=== Instructions for the task ===
Rewrite everything from "Among the revisions" down to "private test-prep companies." in the article on the SAT revision, putting "fraction of a point" wherever "quarter point" appears.

-- start Quoted passage --

New SAT Revision: 5 Questions with Kathleen Porter-Magee

New SAT Revision: 5 Questions with Kathleen Porter-Magee
X
Story Stream
recent articles

The College Board made waves Wednesday when it announced the most substantial SAT revisions since 2005. The overhaul marks the organization’s response to criticisms of the test and increasing calls for accurate measures of college- and career-readiness. It comes at a time when a set of national K-12 standards with a similar goal is facing backlash in some states and communities.

Among the revisions is the elimination of the third writing portion, which was added 9 years ago to the math and reading sections, and increased the full SAT score to 2400. The new version of the college entrance exam will instead include an optional essay section and bring back the 1600-point scale. The new SAT will also pull back on the exam’s infamous testing of tough vocabulary in favor of “words that are widely used in college and career.” Fewer math sections of the exam will permit calculator use, and students will no longer be penalized a quarter point for incorrect answers in an effort to eliminate the use of guess-based testing strategies sold by private test-prep companies.

College Board leaders say the latest move is an effort to more precisely predict college- and career-readiness, also the tagline for the Common Core -- a set of K-12 standards aimed at creating a common set of expectations for students across the country, but is adopted and implemented by individual states. So far, 45 states and Washington, D.C. have adopted the new standards.

RealClearEducation’s Emmeline Zhao spoke with Kathleen Porter-Magee, The College Board’s senior advisor for policy and instruction, to discuss the implications of the new SAT.

What was the impetus behind the revision?

There were two categories of changes. One was to make the test more transparent, to be super clear about what was going to be tested, and that was a very deliberate attempt to level the playing field. No longer can test prep companies sell secrets to the SAT. We’re going to say, “This is what’s going to be on the test,” share sample questions, and be very clear about the knowledge and skills on what’s going to be tested. I think that’s a step forward in demystifying the test.

The second thing, content changes, are about better aligning the test with what the evidence shows for students to be college- and career-ready.

-- end Quoted passage --
-- start Dataset extract --

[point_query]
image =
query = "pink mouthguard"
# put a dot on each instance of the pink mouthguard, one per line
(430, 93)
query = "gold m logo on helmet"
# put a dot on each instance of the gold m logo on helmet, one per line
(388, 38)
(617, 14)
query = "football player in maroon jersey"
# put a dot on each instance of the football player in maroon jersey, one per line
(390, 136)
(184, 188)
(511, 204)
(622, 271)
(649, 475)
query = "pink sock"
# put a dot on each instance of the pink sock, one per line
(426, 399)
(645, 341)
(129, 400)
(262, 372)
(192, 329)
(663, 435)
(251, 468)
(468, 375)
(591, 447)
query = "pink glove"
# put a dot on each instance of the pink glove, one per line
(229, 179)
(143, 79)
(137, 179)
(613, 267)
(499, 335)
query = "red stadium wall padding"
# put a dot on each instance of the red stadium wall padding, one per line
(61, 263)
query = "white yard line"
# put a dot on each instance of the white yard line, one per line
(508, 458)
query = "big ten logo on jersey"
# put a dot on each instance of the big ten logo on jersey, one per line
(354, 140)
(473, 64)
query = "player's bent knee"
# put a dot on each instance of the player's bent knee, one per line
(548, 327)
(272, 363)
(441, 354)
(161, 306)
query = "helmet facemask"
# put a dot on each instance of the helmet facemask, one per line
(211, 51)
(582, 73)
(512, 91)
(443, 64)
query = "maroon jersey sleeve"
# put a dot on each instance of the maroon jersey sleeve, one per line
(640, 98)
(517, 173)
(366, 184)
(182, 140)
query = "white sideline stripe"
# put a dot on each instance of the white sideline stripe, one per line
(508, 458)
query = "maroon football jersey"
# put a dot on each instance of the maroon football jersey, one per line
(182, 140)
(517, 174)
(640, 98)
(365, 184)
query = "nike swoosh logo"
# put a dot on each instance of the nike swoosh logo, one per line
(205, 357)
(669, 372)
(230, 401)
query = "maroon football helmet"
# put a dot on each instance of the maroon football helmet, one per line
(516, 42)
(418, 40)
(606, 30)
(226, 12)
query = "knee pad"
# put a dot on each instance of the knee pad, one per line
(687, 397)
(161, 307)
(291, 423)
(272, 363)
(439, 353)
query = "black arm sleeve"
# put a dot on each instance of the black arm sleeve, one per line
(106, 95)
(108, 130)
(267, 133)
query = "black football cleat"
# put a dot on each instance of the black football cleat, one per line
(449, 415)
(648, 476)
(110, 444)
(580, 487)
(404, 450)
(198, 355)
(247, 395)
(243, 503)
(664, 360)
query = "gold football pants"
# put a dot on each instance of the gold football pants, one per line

-- end Dataset extract --

=== Complete output ===
Among the revisions is the elimination of the third writing portion, which was added 9 years ago to the math and reading sections, and increased the full SAT score to 2400. The new version of the college entrance exam will instead include an optional essay section and bring back the 1600-point scale. The new SAT will also pull back on the exam’s infamous testing of tough vocabulary in favor of “words that are widely used in college and career.” Fewer math sections of the exam will permit calculator use, and students will no longer be penalized a fraction of a point for incorrect answers in an effort to eliminate the use of guess-based testing strategies sold by private test-prep companies.